Your assignment —
Restate word for word the lines that begin the listing and end with the line holding "pixel 39 297".

Exercise material —
----------------

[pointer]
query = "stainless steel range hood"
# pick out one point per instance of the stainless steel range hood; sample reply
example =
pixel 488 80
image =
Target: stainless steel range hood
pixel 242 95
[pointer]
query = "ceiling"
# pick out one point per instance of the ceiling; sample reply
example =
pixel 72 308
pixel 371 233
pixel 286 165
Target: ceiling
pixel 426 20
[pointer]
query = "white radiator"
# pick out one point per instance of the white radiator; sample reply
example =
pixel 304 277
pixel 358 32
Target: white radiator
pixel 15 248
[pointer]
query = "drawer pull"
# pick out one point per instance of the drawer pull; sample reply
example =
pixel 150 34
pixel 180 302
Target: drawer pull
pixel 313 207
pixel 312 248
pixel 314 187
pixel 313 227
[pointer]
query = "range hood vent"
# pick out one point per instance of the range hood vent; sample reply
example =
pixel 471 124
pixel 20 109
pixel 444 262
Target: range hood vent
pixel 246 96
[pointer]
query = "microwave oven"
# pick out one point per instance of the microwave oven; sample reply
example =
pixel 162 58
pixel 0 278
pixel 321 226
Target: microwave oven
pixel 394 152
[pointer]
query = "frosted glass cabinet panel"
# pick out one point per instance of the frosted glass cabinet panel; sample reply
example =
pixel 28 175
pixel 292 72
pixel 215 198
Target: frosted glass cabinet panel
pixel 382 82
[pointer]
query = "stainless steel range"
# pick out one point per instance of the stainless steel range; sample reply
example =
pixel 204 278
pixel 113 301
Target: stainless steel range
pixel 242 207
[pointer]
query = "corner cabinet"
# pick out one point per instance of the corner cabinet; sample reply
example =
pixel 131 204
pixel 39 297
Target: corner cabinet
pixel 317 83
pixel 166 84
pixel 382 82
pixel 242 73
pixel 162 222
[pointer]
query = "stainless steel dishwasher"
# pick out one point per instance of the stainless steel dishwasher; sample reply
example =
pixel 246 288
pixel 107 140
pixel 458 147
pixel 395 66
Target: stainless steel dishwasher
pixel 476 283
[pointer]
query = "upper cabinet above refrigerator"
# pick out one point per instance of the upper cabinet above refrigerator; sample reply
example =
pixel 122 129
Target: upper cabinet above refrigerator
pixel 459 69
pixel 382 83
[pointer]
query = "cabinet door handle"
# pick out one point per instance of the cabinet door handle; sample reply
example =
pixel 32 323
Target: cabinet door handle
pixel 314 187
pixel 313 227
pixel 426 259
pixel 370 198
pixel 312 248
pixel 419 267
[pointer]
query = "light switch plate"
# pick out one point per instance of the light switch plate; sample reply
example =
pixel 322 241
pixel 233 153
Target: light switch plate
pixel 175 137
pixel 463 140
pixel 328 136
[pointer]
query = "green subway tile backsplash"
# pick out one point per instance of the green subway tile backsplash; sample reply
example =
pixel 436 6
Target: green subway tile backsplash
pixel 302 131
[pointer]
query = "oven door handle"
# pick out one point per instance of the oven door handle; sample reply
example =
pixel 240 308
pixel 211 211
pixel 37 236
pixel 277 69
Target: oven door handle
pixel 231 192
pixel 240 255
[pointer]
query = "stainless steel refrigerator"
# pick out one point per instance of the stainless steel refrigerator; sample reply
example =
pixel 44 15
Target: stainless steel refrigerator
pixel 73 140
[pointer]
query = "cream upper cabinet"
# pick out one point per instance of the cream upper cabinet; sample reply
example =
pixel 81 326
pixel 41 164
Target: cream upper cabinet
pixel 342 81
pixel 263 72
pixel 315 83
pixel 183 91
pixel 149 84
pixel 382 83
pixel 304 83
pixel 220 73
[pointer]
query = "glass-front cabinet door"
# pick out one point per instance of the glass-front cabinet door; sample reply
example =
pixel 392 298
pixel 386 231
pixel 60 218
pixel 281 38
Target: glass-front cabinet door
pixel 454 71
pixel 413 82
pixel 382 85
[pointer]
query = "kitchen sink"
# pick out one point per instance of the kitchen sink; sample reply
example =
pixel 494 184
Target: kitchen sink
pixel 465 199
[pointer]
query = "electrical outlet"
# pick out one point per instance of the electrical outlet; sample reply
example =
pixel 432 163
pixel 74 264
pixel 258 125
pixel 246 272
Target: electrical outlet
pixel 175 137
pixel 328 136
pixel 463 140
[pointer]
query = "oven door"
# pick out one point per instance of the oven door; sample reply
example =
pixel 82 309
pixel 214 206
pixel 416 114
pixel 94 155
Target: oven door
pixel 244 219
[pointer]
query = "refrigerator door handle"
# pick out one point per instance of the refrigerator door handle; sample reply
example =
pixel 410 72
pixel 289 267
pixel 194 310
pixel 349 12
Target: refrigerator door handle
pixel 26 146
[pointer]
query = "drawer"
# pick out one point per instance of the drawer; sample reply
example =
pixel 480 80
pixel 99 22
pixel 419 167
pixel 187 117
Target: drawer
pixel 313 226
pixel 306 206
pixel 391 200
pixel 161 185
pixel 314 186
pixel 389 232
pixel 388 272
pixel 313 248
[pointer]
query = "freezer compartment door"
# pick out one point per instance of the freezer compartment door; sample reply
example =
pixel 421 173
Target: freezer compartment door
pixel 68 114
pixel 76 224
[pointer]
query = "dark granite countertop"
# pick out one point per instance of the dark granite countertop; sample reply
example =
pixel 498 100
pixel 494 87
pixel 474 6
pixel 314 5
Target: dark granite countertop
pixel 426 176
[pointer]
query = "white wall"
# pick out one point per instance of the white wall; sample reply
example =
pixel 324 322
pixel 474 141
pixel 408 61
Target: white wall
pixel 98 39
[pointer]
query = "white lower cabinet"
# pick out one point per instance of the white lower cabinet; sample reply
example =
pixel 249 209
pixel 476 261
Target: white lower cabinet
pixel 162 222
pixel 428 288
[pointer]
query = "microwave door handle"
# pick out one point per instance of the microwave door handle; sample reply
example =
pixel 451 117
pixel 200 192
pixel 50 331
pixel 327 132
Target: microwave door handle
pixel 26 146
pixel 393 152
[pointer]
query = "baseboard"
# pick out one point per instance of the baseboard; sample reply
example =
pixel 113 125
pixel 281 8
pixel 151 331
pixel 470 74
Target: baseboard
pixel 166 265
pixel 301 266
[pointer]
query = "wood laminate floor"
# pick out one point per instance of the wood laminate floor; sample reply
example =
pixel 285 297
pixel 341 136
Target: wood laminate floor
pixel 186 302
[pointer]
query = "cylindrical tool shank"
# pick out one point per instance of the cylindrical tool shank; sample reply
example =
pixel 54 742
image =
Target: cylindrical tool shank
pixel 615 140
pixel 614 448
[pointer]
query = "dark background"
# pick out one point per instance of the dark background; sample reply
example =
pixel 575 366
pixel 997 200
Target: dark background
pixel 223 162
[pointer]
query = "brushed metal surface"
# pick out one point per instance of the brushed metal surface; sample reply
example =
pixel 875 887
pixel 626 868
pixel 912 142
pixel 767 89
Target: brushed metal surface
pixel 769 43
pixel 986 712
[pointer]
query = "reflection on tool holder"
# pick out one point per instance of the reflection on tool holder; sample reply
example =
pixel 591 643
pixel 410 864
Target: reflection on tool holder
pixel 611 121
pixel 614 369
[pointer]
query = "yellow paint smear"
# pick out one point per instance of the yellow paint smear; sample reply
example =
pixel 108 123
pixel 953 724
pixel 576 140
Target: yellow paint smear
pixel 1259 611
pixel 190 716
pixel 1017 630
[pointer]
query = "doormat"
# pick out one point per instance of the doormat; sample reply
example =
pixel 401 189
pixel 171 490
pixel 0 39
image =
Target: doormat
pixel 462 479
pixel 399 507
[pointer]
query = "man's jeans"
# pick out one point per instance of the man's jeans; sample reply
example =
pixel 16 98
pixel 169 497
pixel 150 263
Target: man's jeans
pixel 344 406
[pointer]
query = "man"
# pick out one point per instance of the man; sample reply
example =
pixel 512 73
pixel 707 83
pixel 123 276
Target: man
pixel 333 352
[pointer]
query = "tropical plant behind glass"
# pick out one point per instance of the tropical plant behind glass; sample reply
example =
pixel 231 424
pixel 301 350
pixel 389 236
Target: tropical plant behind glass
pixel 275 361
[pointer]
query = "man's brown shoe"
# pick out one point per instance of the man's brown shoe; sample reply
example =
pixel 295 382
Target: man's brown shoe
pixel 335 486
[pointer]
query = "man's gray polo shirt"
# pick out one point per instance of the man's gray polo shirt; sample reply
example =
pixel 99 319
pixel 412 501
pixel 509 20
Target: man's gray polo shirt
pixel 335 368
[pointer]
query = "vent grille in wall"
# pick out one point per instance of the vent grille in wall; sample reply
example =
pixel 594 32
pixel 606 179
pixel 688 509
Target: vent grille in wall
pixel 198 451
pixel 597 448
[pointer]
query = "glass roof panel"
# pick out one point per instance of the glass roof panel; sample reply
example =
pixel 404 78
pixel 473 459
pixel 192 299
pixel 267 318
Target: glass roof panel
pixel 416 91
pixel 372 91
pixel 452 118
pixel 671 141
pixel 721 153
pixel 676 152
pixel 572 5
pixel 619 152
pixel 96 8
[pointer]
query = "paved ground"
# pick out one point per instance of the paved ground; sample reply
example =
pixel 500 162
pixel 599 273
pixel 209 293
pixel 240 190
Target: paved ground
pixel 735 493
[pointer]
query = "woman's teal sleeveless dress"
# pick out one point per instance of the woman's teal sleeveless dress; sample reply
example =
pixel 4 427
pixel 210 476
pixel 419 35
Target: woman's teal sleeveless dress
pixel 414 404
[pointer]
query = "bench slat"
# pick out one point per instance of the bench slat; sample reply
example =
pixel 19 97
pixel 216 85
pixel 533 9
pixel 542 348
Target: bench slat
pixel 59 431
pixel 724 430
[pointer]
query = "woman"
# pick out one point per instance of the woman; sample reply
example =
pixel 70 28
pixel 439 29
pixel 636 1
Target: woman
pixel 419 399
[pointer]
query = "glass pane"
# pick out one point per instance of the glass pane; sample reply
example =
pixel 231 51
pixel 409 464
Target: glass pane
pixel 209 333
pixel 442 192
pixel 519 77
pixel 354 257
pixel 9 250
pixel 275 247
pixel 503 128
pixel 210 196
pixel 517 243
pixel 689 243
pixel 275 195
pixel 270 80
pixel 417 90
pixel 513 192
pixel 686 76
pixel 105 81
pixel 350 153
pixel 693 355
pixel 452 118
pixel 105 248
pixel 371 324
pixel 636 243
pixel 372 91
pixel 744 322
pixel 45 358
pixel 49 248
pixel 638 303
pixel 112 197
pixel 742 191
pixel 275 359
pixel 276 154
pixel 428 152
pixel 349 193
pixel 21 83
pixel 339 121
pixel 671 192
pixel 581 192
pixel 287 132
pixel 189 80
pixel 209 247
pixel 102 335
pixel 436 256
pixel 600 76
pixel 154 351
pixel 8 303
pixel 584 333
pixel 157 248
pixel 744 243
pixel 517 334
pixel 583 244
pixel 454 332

----------------

Solved exercise —
[pointer]
query = "stainless steel range hood"
# pick out one point per instance of the stainless steel range hood; sample reply
example =
pixel 488 80
image =
Target: stainless steel range hood
pixel 242 95
[pointer]
query = "ceiling"
# pick out one point per instance of the ceiling; sample reply
example =
pixel 72 308
pixel 371 233
pixel 286 165
Target: ceiling
pixel 426 20
[pointer]
query = "white radiator"
# pick out one point per instance of the white radiator; sample reply
example =
pixel 304 277
pixel 358 32
Target: white radiator
pixel 15 248
[pointer]
query = "drawer pull"
# pick out one point per instance of the drawer pull; sample reply
example =
pixel 150 34
pixel 180 302
Target: drawer pull
pixel 313 207
pixel 312 248
pixel 314 187
pixel 313 227
[pointer]
query = "range hood vent"
# pick out one point per instance of the range hood vent; sample reply
example =
pixel 471 124
pixel 20 109
pixel 444 262
Target: range hood vent
pixel 246 96
[pointer]
query = "microwave oven"
# pick out one point per instance of the microwave oven; sample reply
example =
pixel 162 58
pixel 0 278
pixel 321 226
Target: microwave oven
pixel 394 152
[pointer]
query = "frosted glass cabinet panel"
# pick out one point per instance of the frosted glass cabinet panel; sample reply
example =
pixel 28 175
pixel 292 72
pixel 215 198
Target: frosted glass cabinet panel
pixel 382 82
[pointer]
query = "stainless steel range"
# pick out one point per instance of the stainless steel range; sample reply
example =
pixel 204 278
pixel 113 301
Target: stainless steel range
pixel 242 207
[pointer]
query = "corner cabinet"
# pick out one point per instance of the corner cabinet; sample reply
example =
pixel 131 204
pixel 39 297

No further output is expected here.